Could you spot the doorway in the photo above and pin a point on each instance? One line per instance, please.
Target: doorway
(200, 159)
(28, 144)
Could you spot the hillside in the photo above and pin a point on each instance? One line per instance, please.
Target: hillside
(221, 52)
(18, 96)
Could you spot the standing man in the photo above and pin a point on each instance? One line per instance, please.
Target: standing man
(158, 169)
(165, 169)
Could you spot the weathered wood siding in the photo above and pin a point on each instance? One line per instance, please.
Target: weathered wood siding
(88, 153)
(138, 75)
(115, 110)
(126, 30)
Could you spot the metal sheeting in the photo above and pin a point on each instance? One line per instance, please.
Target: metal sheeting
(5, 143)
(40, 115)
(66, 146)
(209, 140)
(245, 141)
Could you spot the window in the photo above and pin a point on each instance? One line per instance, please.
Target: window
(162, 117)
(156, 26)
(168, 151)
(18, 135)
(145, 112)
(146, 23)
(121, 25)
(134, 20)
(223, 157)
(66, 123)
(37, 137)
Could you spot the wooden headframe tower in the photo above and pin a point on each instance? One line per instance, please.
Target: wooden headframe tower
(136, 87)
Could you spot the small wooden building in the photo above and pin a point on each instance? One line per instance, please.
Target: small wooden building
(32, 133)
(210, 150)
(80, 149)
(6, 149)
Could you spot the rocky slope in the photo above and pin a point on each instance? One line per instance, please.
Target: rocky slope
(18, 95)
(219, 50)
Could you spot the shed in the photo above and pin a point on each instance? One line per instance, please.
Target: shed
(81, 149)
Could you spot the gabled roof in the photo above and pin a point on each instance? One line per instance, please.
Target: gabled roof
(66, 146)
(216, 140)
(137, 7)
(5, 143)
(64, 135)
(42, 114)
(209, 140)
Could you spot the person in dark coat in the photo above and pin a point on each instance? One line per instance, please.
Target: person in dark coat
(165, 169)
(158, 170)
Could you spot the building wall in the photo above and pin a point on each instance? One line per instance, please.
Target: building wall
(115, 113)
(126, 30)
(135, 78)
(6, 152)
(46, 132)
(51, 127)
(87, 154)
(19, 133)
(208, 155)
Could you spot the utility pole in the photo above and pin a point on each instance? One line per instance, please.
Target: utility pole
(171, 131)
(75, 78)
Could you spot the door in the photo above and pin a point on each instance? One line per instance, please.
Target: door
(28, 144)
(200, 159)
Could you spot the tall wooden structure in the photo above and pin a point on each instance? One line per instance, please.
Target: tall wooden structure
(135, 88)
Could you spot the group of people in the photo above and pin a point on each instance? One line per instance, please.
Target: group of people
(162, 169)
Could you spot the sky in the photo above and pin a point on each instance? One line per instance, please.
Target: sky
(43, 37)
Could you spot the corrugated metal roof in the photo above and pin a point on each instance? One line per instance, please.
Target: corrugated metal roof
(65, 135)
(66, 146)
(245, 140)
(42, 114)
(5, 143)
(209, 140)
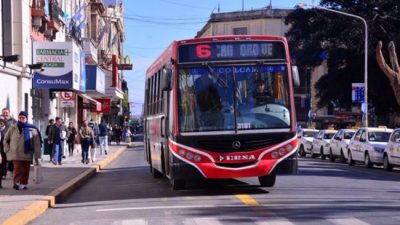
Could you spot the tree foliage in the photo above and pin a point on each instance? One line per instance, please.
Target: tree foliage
(314, 31)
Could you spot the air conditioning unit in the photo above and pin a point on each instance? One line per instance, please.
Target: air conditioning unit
(37, 21)
(49, 32)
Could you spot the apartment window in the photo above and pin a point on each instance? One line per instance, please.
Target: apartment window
(239, 30)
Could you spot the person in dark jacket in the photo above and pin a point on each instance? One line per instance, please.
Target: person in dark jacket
(56, 138)
(103, 136)
(50, 146)
(71, 135)
(9, 121)
(3, 162)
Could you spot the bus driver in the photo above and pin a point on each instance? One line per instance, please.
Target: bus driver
(261, 95)
(208, 101)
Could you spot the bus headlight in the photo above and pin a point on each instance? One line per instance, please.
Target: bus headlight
(197, 158)
(189, 155)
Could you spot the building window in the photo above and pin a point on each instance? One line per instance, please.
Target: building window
(239, 30)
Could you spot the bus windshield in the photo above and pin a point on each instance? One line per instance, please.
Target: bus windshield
(230, 98)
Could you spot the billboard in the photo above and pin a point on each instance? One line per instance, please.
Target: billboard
(357, 92)
(61, 65)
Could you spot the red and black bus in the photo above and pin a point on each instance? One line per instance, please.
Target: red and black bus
(207, 116)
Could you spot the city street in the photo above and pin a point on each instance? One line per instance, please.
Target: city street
(322, 193)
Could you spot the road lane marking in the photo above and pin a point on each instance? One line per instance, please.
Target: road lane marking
(131, 222)
(247, 199)
(275, 221)
(346, 221)
(202, 221)
(167, 207)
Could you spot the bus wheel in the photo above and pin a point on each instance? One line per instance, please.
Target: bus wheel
(155, 173)
(367, 161)
(302, 153)
(386, 164)
(268, 180)
(177, 184)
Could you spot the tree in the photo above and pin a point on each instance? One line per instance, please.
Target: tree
(315, 33)
(393, 74)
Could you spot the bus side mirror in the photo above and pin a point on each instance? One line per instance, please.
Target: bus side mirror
(295, 75)
(166, 75)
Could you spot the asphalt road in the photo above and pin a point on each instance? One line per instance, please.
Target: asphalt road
(322, 193)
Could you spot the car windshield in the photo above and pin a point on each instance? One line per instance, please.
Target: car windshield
(309, 133)
(328, 135)
(378, 136)
(348, 135)
(215, 98)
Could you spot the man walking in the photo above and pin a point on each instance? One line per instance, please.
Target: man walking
(55, 138)
(9, 121)
(103, 136)
(22, 143)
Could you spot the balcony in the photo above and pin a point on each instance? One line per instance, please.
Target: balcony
(90, 52)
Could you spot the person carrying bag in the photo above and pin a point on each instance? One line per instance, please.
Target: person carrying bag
(87, 140)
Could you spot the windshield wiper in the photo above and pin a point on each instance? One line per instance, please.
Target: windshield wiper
(216, 76)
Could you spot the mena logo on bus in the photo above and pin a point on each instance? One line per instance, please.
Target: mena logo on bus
(236, 157)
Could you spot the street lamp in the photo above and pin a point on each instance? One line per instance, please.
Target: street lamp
(303, 5)
(9, 58)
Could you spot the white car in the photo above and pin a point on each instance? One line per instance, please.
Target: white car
(339, 143)
(321, 143)
(305, 137)
(367, 145)
(391, 155)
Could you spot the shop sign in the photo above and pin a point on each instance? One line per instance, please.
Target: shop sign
(61, 65)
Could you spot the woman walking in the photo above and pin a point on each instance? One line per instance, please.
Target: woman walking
(71, 138)
(22, 143)
(87, 140)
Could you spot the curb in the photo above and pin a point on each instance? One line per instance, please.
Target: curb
(38, 207)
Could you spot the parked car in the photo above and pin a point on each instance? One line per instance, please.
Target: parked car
(368, 145)
(339, 143)
(305, 137)
(321, 143)
(391, 155)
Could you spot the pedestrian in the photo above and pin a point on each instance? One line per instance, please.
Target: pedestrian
(3, 162)
(49, 146)
(117, 133)
(22, 143)
(9, 121)
(87, 141)
(71, 138)
(55, 138)
(103, 137)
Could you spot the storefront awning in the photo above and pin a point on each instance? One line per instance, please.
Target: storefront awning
(90, 103)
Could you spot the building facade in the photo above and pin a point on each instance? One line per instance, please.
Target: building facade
(68, 53)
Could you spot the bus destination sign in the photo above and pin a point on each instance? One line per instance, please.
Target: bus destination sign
(231, 51)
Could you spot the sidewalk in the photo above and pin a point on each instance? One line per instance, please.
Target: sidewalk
(20, 207)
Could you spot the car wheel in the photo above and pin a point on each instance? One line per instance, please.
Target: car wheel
(302, 152)
(331, 157)
(386, 164)
(322, 153)
(268, 180)
(178, 184)
(367, 161)
(342, 158)
(350, 160)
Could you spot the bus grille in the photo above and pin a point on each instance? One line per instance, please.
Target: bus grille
(224, 146)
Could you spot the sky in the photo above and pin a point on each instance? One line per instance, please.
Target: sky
(152, 25)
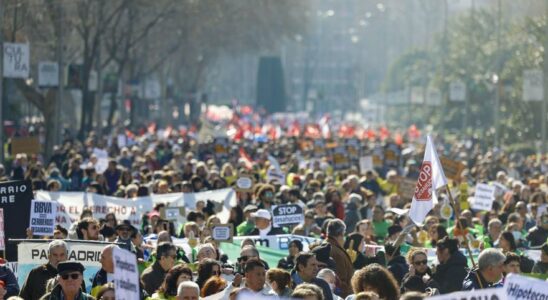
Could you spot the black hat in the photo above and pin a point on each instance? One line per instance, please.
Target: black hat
(127, 224)
(70, 266)
(323, 255)
(394, 229)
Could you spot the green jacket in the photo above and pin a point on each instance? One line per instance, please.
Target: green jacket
(55, 294)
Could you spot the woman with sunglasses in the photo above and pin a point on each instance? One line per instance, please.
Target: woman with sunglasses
(419, 277)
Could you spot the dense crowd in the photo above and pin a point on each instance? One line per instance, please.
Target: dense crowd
(367, 249)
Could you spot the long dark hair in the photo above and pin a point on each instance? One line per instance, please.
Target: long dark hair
(169, 286)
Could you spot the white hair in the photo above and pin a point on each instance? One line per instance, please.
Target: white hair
(187, 285)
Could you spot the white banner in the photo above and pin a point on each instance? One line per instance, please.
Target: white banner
(32, 254)
(42, 217)
(533, 85)
(521, 287)
(48, 74)
(126, 274)
(16, 60)
(484, 197)
(71, 204)
(491, 294)
(278, 242)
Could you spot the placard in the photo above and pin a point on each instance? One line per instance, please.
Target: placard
(15, 199)
(2, 236)
(452, 168)
(126, 275)
(366, 164)
(172, 213)
(222, 232)
(244, 184)
(483, 197)
(28, 145)
(16, 60)
(521, 287)
(42, 217)
(491, 294)
(287, 214)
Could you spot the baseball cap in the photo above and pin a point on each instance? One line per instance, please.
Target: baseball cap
(262, 213)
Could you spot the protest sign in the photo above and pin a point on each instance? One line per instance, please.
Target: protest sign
(491, 294)
(287, 214)
(28, 145)
(483, 197)
(126, 275)
(34, 254)
(2, 236)
(278, 242)
(42, 217)
(16, 60)
(451, 168)
(71, 204)
(222, 232)
(15, 199)
(244, 184)
(340, 158)
(521, 287)
(406, 188)
(366, 164)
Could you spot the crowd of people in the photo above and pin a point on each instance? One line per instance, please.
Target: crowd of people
(367, 247)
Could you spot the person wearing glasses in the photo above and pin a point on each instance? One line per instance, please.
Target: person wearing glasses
(35, 284)
(419, 277)
(69, 285)
(154, 275)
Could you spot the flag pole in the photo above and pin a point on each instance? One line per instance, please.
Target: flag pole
(457, 214)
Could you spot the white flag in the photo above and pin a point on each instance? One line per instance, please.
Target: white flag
(430, 179)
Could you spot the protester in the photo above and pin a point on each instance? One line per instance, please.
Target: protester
(153, 276)
(70, 280)
(35, 283)
(306, 270)
(489, 272)
(451, 271)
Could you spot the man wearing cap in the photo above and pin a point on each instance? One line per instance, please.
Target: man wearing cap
(106, 274)
(451, 271)
(247, 226)
(538, 235)
(124, 231)
(69, 285)
(263, 224)
(35, 284)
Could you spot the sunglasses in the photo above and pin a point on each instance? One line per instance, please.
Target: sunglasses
(420, 262)
(72, 276)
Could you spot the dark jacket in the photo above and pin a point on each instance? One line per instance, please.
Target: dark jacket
(296, 280)
(362, 260)
(451, 274)
(344, 268)
(273, 231)
(398, 267)
(10, 282)
(471, 282)
(56, 295)
(153, 277)
(35, 284)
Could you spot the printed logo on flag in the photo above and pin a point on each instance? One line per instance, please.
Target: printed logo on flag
(423, 189)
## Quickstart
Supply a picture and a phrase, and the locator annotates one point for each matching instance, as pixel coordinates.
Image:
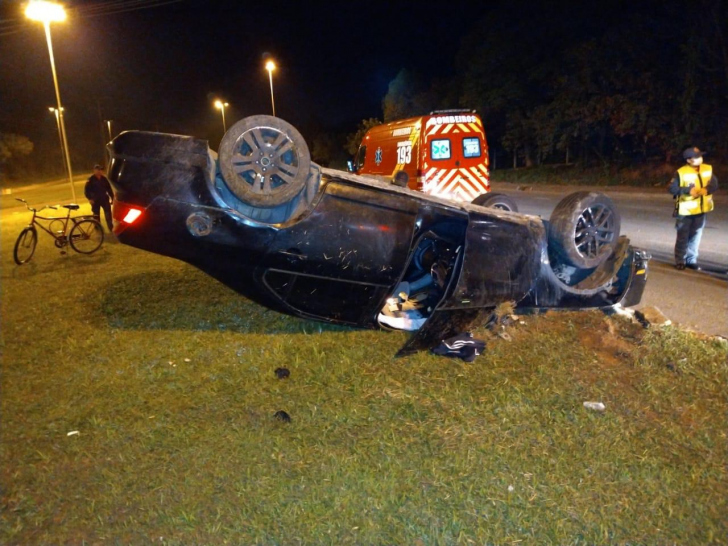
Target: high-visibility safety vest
(687, 205)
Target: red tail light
(132, 215)
(125, 215)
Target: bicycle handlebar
(32, 209)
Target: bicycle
(85, 235)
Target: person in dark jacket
(692, 187)
(99, 193)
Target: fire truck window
(361, 154)
(440, 149)
(471, 147)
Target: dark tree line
(613, 83)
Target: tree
(407, 97)
(13, 150)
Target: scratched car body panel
(345, 247)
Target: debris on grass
(652, 316)
(596, 406)
(282, 416)
(282, 373)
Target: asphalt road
---
▸ WHAT IS EXPECTED
What is needed is an exact repetition of the lines from the first line of the records through the line containing "Could you spot the building wall", both ends included, and nothing more.

▸ THE COMPLETED TASK
Could you spot the doorway in the photo above and pin a point on each instance? One line per instance, please.
Target: doorway
(200, 159)
(28, 144)
Could you spot the hillside in the photo above and pin a point on each instance? One line per instance, please.
Target: hillside
(221, 52)
(18, 96)
Could you spot the standing man in the photo above and pin a point on each instance? One line per instance, please.
Target: standing man
(158, 169)
(165, 169)
Could you spot the weathered wood siding in the photo above and pin a point on each instance? One line per instance, please.
Target: weathered wood siding
(88, 153)
(138, 75)
(115, 110)
(126, 30)
Could you spot the metal sheeting in the photo above and pin a point on each instance? One line per instance, please.
Target: metal sheeting
(5, 143)
(40, 115)
(66, 146)
(209, 140)
(245, 141)
Could you spot the window in the photo above and pin a point on each instance? One line per instance, please.
Target: window
(162, 117)
(156, 26)
(168, 151)
(18, 135)
(145, 112)
(146, 23)
(121, 25)
(134, 20)
(223, 157)
(66, 123)
(37, 137)
Could you spot the wooden headframe tower in the photo above and pin a point on each instance? One line per instance, please.
Target: wooden headframe tower
(136, 87)
Could you spot the small wooden building in the photo above and pin a point on each instance? One line per instance, please.
Target: small wooden building
(32, 133)
(210, 150)
(80, 149)
(6, 149)
Could you spot the rocky slope in the photo above and pin a point on each instance? One line per instance, please.
Target: rocky slope
(18, 95)
(219, 50)
Could you spot the shed in the photo above and pin a point on each instance? One line per instance, please.
Target: shed
(81, 149)
Could you spot the gabled roof in the photo above and pin a point on each instance? One line per instance, please.
Target: gabled roof
(66, 146)
(216, 140)
(137, 7)
(5, 143)
(64, 135)
(42, 114)
(209, 140)
Could you spot the person in dark coat in the photo above and pin a point on each instance? One line per instance, please.
Target: person in dark coat
(165, 169)
(158, 170)
Could you spot the building wall in the photo above and pin a point on each instance? One line per instance, please.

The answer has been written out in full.